● **Set problem**
Report each line in the records below that contains the string "tree", copying every such line in full.
=-=-=
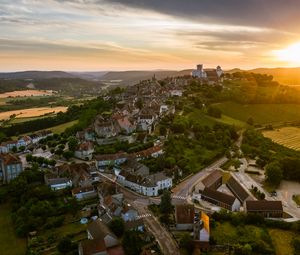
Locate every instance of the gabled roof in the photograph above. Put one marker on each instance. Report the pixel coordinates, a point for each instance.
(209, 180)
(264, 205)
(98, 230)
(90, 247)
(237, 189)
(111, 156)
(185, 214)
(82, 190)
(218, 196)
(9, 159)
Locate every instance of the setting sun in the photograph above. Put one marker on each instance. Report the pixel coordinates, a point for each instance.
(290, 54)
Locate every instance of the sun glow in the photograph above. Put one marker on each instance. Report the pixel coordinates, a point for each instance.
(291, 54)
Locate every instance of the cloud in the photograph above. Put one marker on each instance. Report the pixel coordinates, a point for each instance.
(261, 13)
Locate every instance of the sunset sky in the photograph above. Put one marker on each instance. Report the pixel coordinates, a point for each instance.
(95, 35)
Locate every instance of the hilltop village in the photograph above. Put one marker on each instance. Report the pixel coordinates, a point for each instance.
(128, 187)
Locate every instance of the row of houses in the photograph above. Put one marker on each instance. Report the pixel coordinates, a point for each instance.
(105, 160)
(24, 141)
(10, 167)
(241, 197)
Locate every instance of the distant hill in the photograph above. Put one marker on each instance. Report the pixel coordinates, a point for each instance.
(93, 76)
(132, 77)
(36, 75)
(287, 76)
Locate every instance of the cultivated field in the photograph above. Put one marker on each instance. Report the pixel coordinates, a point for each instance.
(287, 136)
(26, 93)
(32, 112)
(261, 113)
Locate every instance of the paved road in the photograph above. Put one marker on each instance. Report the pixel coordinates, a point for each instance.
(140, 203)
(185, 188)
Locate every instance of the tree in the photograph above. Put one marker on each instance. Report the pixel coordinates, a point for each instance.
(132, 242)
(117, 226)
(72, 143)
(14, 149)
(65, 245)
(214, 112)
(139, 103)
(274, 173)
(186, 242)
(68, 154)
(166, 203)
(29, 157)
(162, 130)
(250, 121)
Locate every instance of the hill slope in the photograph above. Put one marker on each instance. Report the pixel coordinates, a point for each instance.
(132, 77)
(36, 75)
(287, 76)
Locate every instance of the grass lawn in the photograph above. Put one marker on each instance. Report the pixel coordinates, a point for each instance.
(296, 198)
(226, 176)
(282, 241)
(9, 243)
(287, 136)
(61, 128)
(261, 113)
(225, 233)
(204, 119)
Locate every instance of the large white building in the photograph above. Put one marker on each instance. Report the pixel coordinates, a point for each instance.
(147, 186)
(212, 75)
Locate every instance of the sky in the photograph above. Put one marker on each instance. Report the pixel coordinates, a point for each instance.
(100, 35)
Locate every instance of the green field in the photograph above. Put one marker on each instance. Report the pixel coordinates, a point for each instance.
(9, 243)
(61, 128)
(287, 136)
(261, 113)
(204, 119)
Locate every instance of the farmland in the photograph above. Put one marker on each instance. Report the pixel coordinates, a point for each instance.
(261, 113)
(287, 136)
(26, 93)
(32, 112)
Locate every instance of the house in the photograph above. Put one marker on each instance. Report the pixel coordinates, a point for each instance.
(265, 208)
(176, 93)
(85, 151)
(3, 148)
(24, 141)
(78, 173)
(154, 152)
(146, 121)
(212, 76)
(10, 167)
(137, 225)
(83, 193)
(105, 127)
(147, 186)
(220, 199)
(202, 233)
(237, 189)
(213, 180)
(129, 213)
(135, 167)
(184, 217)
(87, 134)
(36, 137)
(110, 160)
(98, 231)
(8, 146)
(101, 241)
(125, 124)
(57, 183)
=-=-=
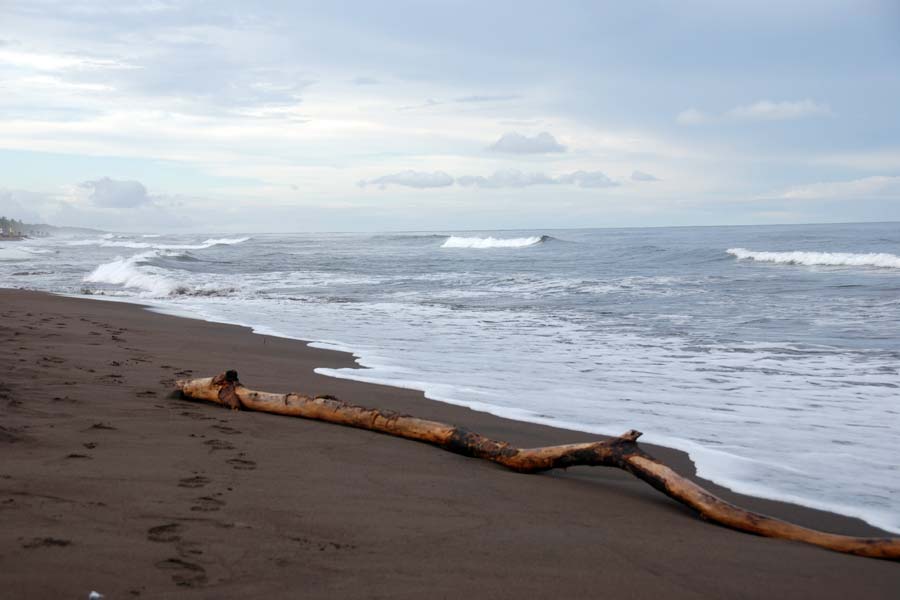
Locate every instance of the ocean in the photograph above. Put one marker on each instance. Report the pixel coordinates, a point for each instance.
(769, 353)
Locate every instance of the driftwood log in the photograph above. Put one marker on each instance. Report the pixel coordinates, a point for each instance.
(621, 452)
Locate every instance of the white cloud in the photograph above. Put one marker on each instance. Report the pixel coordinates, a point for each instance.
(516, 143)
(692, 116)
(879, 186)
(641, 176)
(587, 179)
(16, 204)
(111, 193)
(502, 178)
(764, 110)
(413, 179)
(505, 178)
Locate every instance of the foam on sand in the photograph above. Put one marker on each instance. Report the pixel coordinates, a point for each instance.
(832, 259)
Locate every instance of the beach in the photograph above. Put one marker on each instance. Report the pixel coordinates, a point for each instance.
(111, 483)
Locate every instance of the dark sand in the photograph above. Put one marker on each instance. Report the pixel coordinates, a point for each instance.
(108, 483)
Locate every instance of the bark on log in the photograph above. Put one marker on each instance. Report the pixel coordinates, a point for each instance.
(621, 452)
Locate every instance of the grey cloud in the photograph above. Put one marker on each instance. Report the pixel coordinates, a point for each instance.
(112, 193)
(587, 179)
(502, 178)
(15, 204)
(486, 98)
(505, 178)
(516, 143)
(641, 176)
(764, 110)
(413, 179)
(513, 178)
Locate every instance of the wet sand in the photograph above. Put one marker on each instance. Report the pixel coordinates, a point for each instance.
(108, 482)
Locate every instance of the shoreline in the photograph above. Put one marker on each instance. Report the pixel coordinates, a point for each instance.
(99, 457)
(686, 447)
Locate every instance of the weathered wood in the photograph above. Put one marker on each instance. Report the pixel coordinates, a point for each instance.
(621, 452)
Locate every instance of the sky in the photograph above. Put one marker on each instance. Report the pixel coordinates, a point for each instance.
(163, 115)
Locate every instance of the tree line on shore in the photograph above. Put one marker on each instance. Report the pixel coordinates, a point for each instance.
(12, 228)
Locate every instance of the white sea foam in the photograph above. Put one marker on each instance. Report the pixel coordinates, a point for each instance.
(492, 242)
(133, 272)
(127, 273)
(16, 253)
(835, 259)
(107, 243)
=-=-=
● **Answer to this problem**
Locate every instance of the tree in the photograph above. Put one marker on each instance. Report the pixel coordinates, a point for each instance.
Locate every instance of the tree line on shore in the photograph above. Put one marker on each instance. Report the pixel coordinates, a point for each instance.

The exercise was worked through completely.